Begin

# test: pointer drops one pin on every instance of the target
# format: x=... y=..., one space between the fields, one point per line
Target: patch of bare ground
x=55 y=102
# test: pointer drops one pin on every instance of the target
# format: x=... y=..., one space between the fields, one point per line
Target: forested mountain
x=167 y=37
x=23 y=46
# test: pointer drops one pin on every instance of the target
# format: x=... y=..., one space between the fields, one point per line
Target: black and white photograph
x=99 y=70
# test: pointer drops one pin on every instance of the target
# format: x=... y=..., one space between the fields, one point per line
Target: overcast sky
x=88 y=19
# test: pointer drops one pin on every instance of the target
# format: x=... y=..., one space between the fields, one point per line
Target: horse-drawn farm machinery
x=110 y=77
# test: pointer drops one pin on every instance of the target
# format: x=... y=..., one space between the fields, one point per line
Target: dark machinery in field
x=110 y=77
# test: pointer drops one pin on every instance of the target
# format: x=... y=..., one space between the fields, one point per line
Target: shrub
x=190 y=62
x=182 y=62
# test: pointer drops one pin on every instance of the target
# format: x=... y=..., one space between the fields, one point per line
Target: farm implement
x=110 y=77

End

Copy out the whole listing exactly as written.

Response for this exercise.
# test: pointer drops one pin on every instance of the target
# format: x=... y=..., one space between the fields, one point per line
Target: patch of bare ground
x=55 y=102
# test: pointer drops one pin on every instance of the target
# format: x=... y=..., one space between the fields, one point per line
Target: forested mountain
x=167 y=37
x=23 y=46
# test: pointer drops one pin on every instance of the target
# format: x=... y=..., one space between the fields, one point per line
Target: black and white photograph
x=99 y=70
# test: pointer drops one pin on every instance of the target
# format: x=... y=..., one space between the fields, one point per line
Target: overcast sky
x=88 y=19
# test: pointer drops one pin on every instance of the target
# format: x=... y=..., one space between the fields, one point per line
Target: horse-drawn farm machinery
x=110 y=77
# test: pointer drops one pin on every instance of the target
# format: x=... y=..., one space between the fields, one point per line
Target: dark machinery in field
x=110 y=77
# test: pointer drops one pin on every instance of the target
# format: x=... y=..., one space between the fields, one point per line
Target: shrub
x=190 y=62
x=182 y=62
# test: pointer drops one pin on every instance of the target
# format: x=... y=..., one space between the fields, one point per line
Target: farm implement
x=110 y=77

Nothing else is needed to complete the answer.